Input:
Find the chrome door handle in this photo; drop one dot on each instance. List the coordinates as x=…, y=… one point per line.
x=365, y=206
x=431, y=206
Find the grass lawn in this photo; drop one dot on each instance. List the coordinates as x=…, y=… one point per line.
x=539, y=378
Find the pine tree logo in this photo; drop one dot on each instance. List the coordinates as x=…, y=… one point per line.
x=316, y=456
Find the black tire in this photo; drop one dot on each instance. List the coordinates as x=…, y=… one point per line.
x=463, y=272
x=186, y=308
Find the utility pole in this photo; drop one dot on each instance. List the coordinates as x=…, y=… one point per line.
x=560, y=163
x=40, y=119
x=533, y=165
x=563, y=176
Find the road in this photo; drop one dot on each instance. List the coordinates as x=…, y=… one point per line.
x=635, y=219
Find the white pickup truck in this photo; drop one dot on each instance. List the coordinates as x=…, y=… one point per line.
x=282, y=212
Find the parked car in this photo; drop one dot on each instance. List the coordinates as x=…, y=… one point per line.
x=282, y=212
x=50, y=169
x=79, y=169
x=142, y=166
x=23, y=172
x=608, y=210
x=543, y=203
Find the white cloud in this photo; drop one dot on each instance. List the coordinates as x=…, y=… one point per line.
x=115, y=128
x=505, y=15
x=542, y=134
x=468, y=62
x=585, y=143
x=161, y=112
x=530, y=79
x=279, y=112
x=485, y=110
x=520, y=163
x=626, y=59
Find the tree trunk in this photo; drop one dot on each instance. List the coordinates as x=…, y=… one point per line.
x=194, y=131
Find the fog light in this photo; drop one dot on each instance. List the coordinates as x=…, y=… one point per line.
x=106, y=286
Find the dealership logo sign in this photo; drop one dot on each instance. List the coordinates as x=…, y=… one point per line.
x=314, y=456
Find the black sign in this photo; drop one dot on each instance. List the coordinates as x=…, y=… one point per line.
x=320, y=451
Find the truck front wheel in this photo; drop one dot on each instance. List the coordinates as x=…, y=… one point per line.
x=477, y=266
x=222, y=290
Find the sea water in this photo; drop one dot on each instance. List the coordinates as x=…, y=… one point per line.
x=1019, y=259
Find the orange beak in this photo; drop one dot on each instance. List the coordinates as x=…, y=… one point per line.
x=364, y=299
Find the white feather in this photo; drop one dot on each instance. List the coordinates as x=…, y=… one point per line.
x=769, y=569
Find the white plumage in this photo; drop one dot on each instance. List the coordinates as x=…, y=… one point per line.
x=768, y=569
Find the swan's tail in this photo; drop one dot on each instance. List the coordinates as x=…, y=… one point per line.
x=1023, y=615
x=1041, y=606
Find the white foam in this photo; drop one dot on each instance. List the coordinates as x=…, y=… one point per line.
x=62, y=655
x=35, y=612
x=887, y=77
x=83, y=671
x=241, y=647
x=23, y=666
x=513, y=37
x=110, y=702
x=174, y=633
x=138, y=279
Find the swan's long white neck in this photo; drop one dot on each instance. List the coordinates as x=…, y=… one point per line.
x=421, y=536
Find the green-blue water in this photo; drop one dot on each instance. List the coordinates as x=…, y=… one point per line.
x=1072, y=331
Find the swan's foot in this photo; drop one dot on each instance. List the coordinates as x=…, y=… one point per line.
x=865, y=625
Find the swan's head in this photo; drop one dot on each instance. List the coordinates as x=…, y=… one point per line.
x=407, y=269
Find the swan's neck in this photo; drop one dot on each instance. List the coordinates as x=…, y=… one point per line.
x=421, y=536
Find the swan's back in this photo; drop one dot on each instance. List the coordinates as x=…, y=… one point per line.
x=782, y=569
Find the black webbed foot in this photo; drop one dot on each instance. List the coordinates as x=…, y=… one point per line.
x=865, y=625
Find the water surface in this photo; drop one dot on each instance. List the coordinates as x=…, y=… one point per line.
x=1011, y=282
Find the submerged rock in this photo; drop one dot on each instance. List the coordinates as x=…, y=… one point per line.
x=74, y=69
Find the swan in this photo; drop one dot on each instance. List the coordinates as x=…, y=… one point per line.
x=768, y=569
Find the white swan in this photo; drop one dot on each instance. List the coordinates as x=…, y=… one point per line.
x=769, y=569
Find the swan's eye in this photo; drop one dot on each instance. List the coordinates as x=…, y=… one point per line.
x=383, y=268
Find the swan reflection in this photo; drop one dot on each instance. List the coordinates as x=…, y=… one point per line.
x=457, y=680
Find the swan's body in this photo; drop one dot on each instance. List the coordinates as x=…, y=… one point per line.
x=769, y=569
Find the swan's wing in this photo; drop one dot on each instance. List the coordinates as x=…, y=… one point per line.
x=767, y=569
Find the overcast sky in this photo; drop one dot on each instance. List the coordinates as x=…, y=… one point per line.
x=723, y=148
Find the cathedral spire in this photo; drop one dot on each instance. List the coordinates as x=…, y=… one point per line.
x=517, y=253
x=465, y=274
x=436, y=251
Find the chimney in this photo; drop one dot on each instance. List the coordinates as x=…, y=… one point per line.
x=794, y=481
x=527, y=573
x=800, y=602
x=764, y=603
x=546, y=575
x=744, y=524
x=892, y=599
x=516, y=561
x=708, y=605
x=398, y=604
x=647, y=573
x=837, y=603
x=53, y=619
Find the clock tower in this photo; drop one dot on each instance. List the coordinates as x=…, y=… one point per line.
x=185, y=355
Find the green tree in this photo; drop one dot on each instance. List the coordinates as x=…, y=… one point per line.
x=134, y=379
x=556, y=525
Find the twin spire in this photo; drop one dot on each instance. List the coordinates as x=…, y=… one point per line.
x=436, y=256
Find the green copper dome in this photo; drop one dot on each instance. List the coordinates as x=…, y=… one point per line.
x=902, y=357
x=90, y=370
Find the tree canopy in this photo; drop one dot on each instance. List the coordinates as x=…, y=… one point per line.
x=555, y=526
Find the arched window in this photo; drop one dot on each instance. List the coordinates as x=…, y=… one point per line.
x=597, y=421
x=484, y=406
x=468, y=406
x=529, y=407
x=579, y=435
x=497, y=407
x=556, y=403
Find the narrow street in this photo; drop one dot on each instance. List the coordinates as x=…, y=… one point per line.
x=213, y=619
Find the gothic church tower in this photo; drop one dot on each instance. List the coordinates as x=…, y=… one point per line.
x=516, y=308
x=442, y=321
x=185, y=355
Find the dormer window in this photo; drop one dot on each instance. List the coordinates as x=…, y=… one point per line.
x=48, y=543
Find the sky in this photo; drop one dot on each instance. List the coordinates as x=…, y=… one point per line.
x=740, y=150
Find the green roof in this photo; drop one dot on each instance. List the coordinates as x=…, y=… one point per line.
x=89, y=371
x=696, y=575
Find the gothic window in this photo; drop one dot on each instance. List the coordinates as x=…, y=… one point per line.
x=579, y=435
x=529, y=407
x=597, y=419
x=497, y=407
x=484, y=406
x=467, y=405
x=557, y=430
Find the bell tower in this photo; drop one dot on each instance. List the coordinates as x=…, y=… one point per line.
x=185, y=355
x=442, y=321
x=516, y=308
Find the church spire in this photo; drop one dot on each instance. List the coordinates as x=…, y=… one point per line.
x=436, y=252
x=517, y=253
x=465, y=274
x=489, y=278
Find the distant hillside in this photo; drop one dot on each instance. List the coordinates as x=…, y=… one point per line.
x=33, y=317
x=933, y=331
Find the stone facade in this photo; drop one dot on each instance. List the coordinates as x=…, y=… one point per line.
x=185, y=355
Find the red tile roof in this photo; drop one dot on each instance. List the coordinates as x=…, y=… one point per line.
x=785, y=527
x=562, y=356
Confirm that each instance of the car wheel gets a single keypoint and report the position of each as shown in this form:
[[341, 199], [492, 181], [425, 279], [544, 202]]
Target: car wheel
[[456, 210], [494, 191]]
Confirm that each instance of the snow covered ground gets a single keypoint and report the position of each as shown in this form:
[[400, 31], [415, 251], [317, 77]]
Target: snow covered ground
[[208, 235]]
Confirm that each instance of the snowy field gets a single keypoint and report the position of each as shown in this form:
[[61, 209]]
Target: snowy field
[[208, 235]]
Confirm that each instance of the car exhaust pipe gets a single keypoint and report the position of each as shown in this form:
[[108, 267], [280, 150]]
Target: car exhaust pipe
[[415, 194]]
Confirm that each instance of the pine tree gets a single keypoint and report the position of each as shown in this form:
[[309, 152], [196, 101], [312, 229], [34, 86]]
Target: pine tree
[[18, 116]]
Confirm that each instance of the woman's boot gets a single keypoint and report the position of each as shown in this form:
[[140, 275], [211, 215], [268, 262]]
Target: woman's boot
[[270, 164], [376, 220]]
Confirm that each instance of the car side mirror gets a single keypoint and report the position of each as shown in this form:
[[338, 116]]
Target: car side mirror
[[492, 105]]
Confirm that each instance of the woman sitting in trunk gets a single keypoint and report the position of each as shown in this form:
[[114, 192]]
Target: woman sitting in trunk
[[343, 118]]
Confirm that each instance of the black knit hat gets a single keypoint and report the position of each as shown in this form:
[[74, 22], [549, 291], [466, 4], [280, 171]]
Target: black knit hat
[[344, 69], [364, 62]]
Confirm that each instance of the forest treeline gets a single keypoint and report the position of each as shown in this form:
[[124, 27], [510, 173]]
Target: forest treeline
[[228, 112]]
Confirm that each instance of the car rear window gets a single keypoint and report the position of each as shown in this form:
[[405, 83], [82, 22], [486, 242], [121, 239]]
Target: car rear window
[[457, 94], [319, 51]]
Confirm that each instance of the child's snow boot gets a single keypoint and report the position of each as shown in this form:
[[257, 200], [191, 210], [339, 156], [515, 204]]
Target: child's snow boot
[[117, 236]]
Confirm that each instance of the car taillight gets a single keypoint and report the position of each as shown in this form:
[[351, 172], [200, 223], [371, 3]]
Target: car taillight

What you need to do: Your job is to return all lines above that hold the word "taillight".

Problem solution:
Confirm that each instance of the car taillight gets a single keypoint and report the position of each as shown in this form:
Target: car taillight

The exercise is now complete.